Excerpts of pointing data
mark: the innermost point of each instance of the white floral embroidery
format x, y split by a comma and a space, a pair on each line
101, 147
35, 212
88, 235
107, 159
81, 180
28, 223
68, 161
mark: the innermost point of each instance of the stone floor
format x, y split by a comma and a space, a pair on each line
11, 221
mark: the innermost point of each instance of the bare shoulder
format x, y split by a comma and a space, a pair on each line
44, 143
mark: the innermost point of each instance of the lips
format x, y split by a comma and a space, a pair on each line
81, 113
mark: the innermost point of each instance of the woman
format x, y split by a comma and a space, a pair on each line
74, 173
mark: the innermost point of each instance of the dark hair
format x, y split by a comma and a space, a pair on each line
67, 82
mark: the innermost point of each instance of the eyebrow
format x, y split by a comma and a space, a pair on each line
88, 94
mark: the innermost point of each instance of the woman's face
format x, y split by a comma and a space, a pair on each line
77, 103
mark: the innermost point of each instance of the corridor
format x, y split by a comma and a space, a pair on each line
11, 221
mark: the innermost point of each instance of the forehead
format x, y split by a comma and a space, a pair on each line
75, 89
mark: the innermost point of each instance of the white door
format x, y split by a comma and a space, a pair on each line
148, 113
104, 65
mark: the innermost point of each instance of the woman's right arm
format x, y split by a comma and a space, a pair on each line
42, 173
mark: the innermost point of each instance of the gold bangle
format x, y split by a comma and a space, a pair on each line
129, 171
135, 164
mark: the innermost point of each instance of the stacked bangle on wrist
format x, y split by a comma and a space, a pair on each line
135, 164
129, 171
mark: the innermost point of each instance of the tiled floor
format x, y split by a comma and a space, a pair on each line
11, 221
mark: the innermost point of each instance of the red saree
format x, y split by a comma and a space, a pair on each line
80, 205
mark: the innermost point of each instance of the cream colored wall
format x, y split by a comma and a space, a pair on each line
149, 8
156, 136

▶ PROBLEM STATEMENT
Update everything from the line containing "mark: the innermost point of each instance of the eyebrow" down to the last of these lines by replacing "split by" with "separated by". Give only that stretch of lines back, with nothing else altered.

▶ SOLUTION FOR THIS PROBLEM
mark: the innermost point of each instance of the eyebrow
format x, y separated by a comma and a space, a pair on each line
88, 94
mark: the innermost point of each instance of the woman's face
format x, y separated by a comma and a space, a pair on each line
77, 103
mark: the innermost point of each instance of the corridor
format x, y separated by a comma and a space, a pair on each line
11, 221
mark: the innermost point of each instance of the forehead
format x, y separated by a comma and a space, a pair on each line
75, 89
mark: the innermost point of each instance of the white door
format x, y separated by a comma and a space, a pair on each line
148, 113
104, 65
mark: the innermost point of each instance of the woman's right arm
format x, y separated by a comma and a space, a pair on each line
42, 173
mark: the innermost point of each instance of the gold bangle
format x, y separated by a comma and a space, a pair on each line
129, 171
135, 164
mark: the innermost point of each instance of the stacked bangle on wrist
format x, y separated by a comma and a space, a pair on each line
135, 164
129, 171
mark: the innermost point of each instance of the tiled floor
format x, y separated by a comma and a space, a pair on each line
11, 221
mark: the innermost point of each instance of the red saree
format x, y separated by a comma and a space, a pair on each line
80, 205
mark: the innermost point of each instance of the cream colored wall
format x, y separated by a comma and a space, a pair on each line
149, 8
156, 136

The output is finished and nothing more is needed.